Leaving out the pictures, transcribe all of the records faithfully.

--- Source material Enclosed Below ---

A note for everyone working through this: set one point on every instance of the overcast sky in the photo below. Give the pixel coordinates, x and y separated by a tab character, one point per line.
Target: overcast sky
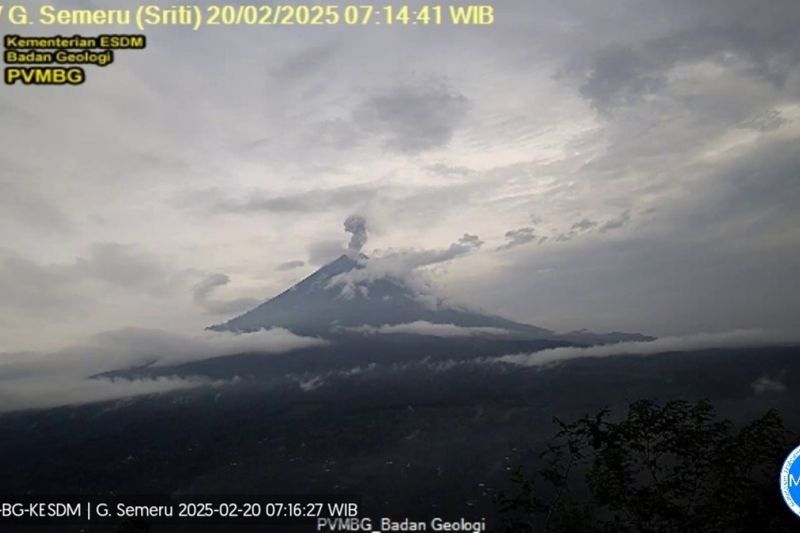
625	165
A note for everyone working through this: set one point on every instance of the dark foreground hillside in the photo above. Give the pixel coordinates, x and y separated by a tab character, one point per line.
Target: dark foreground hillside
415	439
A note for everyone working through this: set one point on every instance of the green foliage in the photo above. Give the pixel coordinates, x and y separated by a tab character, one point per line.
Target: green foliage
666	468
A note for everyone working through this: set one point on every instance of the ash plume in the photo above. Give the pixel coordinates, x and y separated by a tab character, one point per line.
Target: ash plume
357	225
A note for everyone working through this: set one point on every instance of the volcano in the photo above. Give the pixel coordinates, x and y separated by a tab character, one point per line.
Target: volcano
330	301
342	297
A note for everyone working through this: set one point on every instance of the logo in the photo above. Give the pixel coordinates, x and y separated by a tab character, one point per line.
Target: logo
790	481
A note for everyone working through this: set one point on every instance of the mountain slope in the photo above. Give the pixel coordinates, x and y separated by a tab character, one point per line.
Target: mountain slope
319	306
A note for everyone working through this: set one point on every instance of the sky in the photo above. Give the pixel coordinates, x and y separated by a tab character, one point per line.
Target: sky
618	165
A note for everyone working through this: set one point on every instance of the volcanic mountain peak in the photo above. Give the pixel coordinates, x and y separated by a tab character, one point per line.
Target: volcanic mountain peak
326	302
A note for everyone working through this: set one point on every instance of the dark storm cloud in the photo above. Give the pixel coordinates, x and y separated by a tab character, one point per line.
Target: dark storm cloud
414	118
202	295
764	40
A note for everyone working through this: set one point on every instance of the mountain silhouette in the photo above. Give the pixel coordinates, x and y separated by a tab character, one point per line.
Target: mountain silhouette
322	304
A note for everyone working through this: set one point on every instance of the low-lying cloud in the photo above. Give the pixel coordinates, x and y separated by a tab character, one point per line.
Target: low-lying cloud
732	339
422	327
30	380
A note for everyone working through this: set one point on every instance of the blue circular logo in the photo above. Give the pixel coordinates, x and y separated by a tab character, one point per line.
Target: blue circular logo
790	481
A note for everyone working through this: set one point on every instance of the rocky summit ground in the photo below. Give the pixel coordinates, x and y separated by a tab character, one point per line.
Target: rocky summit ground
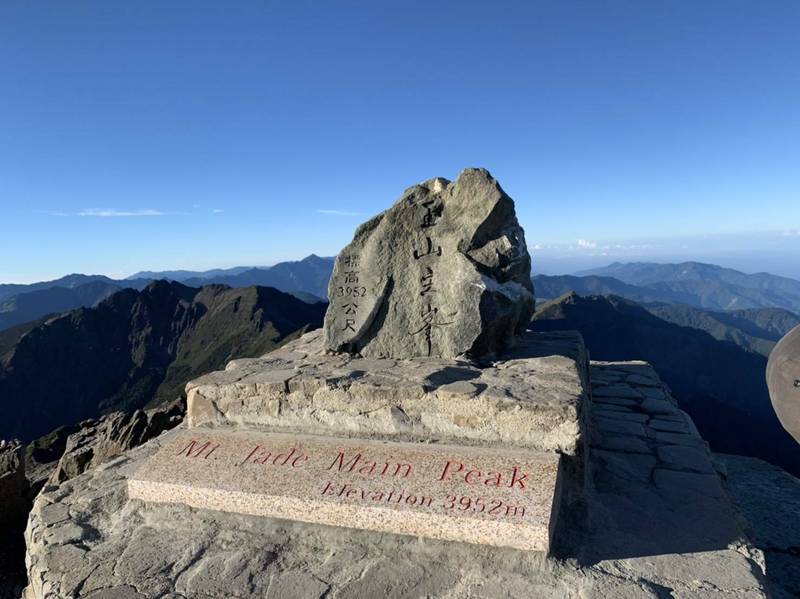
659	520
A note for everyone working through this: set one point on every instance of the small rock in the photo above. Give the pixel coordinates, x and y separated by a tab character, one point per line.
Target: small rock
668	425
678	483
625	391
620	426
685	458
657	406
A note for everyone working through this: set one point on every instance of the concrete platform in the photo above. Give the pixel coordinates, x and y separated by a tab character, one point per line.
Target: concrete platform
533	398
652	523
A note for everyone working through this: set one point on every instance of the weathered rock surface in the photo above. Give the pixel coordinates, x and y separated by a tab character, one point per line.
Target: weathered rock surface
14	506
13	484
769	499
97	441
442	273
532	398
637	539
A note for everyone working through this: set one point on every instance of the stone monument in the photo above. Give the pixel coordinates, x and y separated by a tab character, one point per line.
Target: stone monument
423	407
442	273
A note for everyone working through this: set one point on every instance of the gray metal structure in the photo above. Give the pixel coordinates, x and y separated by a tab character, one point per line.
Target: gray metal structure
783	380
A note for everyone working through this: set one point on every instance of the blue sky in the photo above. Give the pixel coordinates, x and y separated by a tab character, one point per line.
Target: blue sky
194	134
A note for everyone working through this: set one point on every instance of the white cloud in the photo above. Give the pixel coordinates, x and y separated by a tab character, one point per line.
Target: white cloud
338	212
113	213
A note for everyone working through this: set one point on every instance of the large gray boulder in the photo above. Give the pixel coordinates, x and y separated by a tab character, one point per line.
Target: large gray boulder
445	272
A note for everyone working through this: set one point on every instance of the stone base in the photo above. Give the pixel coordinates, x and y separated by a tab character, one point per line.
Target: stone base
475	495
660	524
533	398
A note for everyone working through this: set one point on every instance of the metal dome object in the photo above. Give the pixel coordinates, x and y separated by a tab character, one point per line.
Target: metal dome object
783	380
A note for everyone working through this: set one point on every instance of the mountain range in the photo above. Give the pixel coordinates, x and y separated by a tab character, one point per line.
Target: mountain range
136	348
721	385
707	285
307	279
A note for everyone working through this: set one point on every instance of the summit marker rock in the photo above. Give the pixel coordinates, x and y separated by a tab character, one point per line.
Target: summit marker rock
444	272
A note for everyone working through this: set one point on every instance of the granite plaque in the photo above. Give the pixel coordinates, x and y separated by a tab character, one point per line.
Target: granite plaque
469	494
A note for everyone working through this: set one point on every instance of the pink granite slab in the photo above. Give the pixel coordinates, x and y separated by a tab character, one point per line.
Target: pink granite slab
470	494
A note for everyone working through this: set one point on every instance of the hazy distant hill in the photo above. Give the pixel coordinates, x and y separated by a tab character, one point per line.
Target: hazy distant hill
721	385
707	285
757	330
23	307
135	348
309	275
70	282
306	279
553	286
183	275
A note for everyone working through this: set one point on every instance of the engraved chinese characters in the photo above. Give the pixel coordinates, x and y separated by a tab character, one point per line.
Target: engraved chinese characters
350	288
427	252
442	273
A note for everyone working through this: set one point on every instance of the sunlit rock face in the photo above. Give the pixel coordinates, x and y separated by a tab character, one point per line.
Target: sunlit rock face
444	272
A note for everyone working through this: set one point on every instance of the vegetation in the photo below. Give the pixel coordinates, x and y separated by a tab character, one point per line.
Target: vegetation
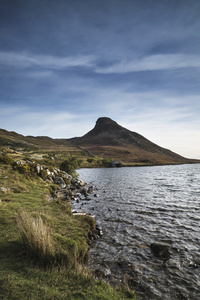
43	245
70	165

--- End of Enclosed Source material ---

- _Exercise response_:
A note for everyone working through this: set one point on every instance of the overcast sky in the photo below. Give the pixel coordinates, x and y separated by a tab character, one point per line.
Target: overcast sky
625	165
A note for everyone working through this: set one point on every instance of the dark foreground hillside in the photo above. Give the pixel coordinates, x and y separated by a tab character, one point per line.
Target: dark foreground hillside
415	439
A note for everyone working through this: set one point on every instance of the green foliage in the photo above. Give the pixel coordinates, x and y separated by a tab character, one point per line.
Target: green foliage
666	468
A note for everyone working through this: set one point on every instance of the ash plume in the photo above. Give the pixel coordinates, x and y separated by a tab character, one point per line.
Target: ash plume
357	225
A note for everyone working through this: set one point on every instance of the volcano in the photo above. Give the pixel coordinates, x and y separated by a tab character, one point per line.
Target: volcano
330	301
342	297
A note for everyone working through this: set one point on every instance of the logo in the photo above. Give the pixel coordinates, x and y separated by a tab character, one point per line.
Target: logo
790	481
A note for everyone working through this: set one point on every instance of the mountain slope in the photo above. Give the pixel coordinates, x and y separated by a tab character, one point per line.
Target: mountain slope
319	306
A note for everyone working through this: set one point on every instance of the sky in the photo above. Give the pixel coordinates, x and y separated by a tab character, one point per line.
Target: sky
618	165
A note for everyone working through this: set one point on every instance of the volcanic mountain peak in the photo above. Give the pixel coordinates, x and y separated by a tab character, one point per line.
Target: volcanic mountain peak
326	302
A note for everyone working through this: set one point on every instance of the dark storm cloud in the photo above. Give the pixel coordinates, x and y separated by a tab character, one point per line.
Target: dark storm cloud
414	118
202	295
764	40
A note for everyone working through this: set one point on every instance of the mountain silhouette in the photo above. Give the pixel coordinates, x and y separated by a tab character, one point per line.
Target: mountain silhouette
322	304
A note for everyone working through this: set one point on every instance of the low-lying cloud in the photo above. Give the pixel coordinates, x and y separated by a tab character, one point per line.
Target: low-lying cloud
732	339
422	327
30	380
A note for everyone working through this: set one point on every instance of the blue circular logo in the photo above. Give the pixel coordinates, x and y separated by a tab character, one point per line.
Target: blue circular logo
790	481
A note for everyone working through this: set one point on every instance of the rocky summit ground in the photo below. Give the pixel coordinates, x and y separated by a tab character, one point per line.
Target: rocky summit ground
659	520
A note for everyone working through this: set one point on every instance of the small rock in the photo above. Give the pixel coordinates, x and y separated by a tab character, one point per line.
Target: small rock
668	425
678	483
625	391
620	426
685	458
657	406
A note for everyone working through this: set one point on every instance of the concrete platform in the photo above. Give the pixel coordinates, x and y separated by a tab character, one point per line.
Target: concrete platform
533	398
652	523
A note for everyone working through this: set one point on every instance of the weathered rock surface in the photo above. Give the pixel coordinates, x and y separated by a tab character, one point per line.
Target: weathered rock surface
14	506
13	484
769	499
97	441
442	273
532	398
637	539
A note for everyone working through this: set one point on every instance of the stone monument in the photo above. Give the pixel coordinates, x and y separated by a tab character, one point per line.
Target: stone monument
423	407
442	273
A note for everyone working through this: set one point on every instance of the gray metal structure in the photo above. Give the pixel coordinates, x and y separated by a tab character, one point per line.
Target: gray metal structure
783	380
A note for everyone working through this: set one point on every instance of the blue sky in the photo above. Give the pixel coordinates, x and y separated by a tab character, one point per line.
Target: blue sky
194	134
A note for everyone working through this: set one point on every instance of the white cloud in the photo above. Give the pixel coordinates, x and y separated by a tab character, one point per line.
Target: white cloud
338	212
113	213
A note for everyone working through this: set one point on every instance of the large gray boulder in the photo above. Give the pixel coordinates, x and y separated by a tab character, one point per line.
Target: large gray boulder
445	272
A note for everyone working through this: set one point on every instance of the stone base in the photo above. Give the pixel coordinates, x and y separated by a tab character, one point per line.
Target: stone base
475	495
660	524
533	398
A note for everyone working through this: set one point on every instance of the metal dome object in the photo above. Give the pixel coordinates, x and y separated by a tab character, one point per line.
Target: metal dome object
783	380
A note for everyone working through this: set one point on every instance of the mountain range in the photo above. Give the pixel coordinates, x and y separated by a tab character, one point per line.
Target: mountain range
136	348
721	385
707	285
307	279
A note for everyone working through this: set one point on every instance of the summit marker rock in the photo above. Give the pixel coordinates, x and y separated by a tab character, one point per line.
Target: summit marker rock
444	272
A note for everyone working through this: set one point on every instance of the granite plaque in the photo above. Give the pixel coordinates, x and y separated by a tab character, one point per line.
Target: granite plaque
469	494
A note for everyone working through this: set one point on every instance of the pink granite slab in the photo above. Give the pixel coordinates, x and y separated by a tab character, one point per line.
Target: pink granite slab
470	494
A note for everyone working through this: set one point on every instance of the hazy distant hill in the photo above. Give the pixel coordinates, x and y separated by a tab character, one point per line.
Target: hazy distant hill
721	385
707	285
757	330
23	307
135	348
309	275
70	282
306	279
553	286
183	275
A note for everyone working through this: set one point on every instance of the engraved chinese characters in the photo above. Give the pixel coordinates, x and y separated by a tab character, one point per line.
Target: engraved chinese characters
350	288
427	252
442	273
A note for everyone working through this: set one point on every instance of the sunlit rock face in the photo above. Give the pixel coordinates, x and y separated by a tab character, one point per line.
Target: sunlit rock face
444	272
A note for everyone working through this: set one point on every instance of the vegetation in the photo below. Give the pixel coordinates, x and y separated by a tab character, one point per line.
Target: vegetation
43	245
70	165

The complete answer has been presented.